_What the task requires_
Repeat each entry in the data, exactly.

Collected data
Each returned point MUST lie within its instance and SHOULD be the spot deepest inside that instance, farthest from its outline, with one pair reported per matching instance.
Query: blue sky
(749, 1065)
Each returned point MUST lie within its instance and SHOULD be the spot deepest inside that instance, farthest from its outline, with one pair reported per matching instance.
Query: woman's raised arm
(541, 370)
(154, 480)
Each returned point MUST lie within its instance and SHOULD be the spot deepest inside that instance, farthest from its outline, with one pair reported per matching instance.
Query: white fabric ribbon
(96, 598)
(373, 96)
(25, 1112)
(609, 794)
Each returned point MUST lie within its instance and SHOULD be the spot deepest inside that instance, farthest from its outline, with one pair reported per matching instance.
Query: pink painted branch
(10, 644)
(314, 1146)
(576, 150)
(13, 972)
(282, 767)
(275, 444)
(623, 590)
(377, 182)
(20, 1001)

_Task answer_
Each returned point MUST lie within its instance and SHOULD be the spot deepest inside that instance, farthest from its outline, with one pair reported per matching instance.
Query: blue sky
(749, 1065)
Each returned point MUST lie within its instance and SHOULD be the spot deepest inside that instance, farthest from its outline, with one pair reported per matching instance.
Query: woman's raised arm
(541, 370)
(154, 480)
Each returned point MUST lie within its instance and SHOULD be the spot deepest inside that instance, farthest from its outline, with one pair reported per matching instance.
Query: white fabric ribbon
(96, 598)
(373, 96)
(25, 1112)
(609, 794)
Each returned point MUST lie within its instance and SHOULD be the spot deepest inside that instance, farthest from its outline, with one pair reported per matching instance.
Query: pink painted branch
(10, 644)
(314, 1146)
(576, 150)
(13, 972)
(282, 767)
(275, 444)
(623, 590)
(377, 182)
(20, 1001)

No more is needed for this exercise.